## About this task
The answer is a stretch of the material below, returned exactly: the line containing "point: unhcr logo", the line containing "point: boy's arm", and all lines between.

## Data extract
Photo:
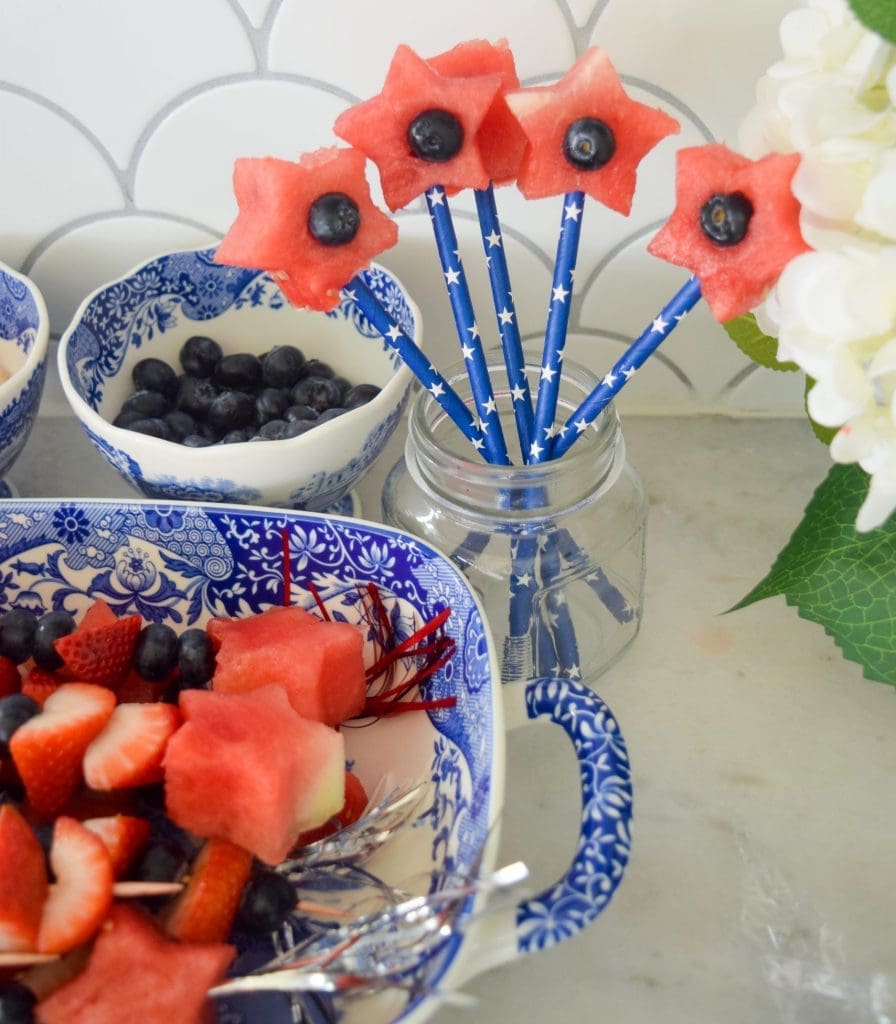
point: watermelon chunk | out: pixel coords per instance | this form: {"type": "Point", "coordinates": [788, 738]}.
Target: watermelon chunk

* * *

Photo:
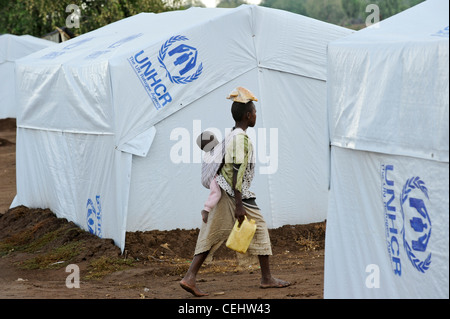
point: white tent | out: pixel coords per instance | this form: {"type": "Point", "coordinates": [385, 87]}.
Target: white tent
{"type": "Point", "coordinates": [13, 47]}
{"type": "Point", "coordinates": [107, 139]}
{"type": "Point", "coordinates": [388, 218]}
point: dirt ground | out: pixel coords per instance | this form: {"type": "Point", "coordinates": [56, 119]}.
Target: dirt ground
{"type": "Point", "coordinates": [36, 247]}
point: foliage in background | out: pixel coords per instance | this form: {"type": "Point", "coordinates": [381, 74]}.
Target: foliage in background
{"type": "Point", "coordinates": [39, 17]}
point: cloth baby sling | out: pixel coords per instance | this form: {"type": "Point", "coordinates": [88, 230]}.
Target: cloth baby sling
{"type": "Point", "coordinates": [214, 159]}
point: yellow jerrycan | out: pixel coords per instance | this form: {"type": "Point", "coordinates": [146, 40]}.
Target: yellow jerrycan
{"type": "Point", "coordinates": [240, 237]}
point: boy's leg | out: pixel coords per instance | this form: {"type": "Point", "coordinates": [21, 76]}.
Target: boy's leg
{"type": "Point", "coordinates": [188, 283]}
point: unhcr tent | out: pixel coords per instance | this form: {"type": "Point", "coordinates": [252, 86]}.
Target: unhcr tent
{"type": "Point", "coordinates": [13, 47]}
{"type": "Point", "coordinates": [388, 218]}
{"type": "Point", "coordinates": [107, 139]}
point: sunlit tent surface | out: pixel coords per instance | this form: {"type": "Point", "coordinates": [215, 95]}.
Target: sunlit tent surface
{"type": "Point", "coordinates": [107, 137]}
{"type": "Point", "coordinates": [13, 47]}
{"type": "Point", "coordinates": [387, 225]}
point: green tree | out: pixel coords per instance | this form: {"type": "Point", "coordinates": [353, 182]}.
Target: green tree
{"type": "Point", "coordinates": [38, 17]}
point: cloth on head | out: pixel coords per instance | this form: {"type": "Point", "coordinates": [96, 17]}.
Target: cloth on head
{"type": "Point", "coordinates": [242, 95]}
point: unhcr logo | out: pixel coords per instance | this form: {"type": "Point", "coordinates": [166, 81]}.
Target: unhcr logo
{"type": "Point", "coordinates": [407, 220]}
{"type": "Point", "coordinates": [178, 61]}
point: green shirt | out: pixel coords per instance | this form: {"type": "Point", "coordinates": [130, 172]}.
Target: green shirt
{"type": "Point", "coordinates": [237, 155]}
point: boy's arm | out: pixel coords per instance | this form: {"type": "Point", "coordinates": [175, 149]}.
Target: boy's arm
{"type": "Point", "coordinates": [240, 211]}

## Task solution
point: unhcr logo | out: pixel coords per instance | this form: {"type": "Point", "coordinates": [166, 81]}.
Target: unhcr logo
{"type": "Point", "coordinates": [407, 220]}
{"type": "Point", "coordinates": [178, 61]}
point: green shirt | out: pixel coords per instance | this form: {"type": "Point", "coordinates": [130, 172]}.
Target: green shirt
{"type": "Point", "coordinates": [237, 155]}
point: boy's arm | out: pixel coords per instance | this form: {"type": "Point", "coordinates": [175, 149]}.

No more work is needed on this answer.